> **YOUR GOAL**
Return every line of the records that contains the word "green". Case counts.

>> begin ENTRIES

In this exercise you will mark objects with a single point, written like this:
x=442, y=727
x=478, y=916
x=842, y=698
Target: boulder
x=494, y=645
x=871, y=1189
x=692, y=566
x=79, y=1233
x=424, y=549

>> end ENTRIES
>> begin ENTRIES

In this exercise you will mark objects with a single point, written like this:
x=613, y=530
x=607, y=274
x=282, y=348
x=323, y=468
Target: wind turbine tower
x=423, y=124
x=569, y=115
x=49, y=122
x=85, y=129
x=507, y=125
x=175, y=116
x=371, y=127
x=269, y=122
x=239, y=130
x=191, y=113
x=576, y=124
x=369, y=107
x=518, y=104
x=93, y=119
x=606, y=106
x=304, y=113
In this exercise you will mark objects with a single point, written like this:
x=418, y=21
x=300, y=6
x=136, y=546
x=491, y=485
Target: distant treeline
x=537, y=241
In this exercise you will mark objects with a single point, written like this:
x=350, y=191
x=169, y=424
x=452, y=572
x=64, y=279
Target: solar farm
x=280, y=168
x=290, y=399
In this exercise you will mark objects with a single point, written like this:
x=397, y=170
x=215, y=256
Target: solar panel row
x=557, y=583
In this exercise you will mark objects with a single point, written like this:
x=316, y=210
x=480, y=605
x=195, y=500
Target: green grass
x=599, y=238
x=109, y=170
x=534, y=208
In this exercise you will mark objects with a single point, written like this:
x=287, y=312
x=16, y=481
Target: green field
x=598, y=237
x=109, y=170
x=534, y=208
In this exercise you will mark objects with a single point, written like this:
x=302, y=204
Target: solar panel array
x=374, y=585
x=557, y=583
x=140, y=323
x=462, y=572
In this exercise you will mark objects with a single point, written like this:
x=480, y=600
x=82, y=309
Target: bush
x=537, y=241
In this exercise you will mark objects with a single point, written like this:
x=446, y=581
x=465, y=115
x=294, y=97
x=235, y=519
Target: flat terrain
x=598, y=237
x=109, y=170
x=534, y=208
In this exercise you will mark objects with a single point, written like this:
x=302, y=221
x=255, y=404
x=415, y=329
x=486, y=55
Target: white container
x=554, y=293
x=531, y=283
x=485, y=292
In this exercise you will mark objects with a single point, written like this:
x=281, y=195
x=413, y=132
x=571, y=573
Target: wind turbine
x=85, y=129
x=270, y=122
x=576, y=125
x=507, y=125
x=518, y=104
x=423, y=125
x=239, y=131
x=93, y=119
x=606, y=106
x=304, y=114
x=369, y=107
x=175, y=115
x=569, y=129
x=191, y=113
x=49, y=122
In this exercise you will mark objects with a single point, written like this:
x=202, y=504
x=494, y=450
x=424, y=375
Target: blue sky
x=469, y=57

>> end ENTRIES
>> begin ENTRIES

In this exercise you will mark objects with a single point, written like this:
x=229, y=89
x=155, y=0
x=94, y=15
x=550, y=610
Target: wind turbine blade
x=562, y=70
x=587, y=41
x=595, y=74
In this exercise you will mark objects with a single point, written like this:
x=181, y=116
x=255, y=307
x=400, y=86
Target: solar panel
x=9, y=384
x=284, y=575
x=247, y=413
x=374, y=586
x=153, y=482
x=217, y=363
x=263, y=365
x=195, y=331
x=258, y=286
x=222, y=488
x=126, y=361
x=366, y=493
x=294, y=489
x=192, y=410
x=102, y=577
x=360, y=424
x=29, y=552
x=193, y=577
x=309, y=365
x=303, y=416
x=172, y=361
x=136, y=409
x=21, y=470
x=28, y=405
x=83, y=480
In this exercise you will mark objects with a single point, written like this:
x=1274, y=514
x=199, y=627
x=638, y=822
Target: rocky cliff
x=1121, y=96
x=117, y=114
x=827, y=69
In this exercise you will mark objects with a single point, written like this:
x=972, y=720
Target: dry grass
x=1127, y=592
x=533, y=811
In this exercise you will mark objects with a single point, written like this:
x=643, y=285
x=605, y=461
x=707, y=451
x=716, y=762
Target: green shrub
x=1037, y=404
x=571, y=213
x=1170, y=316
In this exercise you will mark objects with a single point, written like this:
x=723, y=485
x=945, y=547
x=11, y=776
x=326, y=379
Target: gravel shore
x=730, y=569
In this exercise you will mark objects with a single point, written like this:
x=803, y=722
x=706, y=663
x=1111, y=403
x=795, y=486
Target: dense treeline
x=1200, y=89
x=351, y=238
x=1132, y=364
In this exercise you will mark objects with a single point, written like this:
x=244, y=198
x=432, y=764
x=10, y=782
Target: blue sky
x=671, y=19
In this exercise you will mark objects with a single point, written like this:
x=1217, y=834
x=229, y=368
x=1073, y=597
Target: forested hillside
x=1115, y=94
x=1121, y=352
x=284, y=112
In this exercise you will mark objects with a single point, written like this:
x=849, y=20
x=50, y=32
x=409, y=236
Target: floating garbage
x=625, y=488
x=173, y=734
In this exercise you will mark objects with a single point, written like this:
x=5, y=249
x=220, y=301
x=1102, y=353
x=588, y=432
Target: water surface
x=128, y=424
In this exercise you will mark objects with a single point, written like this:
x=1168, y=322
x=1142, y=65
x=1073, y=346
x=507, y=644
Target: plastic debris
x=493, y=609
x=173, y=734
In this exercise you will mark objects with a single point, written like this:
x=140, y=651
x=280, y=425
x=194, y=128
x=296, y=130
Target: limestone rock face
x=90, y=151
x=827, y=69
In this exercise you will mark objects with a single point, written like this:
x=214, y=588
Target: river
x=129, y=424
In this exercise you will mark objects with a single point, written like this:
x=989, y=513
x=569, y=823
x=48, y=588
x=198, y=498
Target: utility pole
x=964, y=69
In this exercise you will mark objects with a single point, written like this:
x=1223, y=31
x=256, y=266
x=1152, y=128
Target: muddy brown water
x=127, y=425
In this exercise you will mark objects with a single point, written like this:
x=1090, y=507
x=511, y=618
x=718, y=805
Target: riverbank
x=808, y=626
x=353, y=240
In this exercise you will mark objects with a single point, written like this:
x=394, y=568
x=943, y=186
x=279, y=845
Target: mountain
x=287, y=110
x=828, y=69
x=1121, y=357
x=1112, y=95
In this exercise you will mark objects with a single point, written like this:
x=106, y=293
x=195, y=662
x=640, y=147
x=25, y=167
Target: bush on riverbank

>> end ENTRIES

> **EXERCISE OUTPUT**
Target: green grass
Target: green field
Target: green shrub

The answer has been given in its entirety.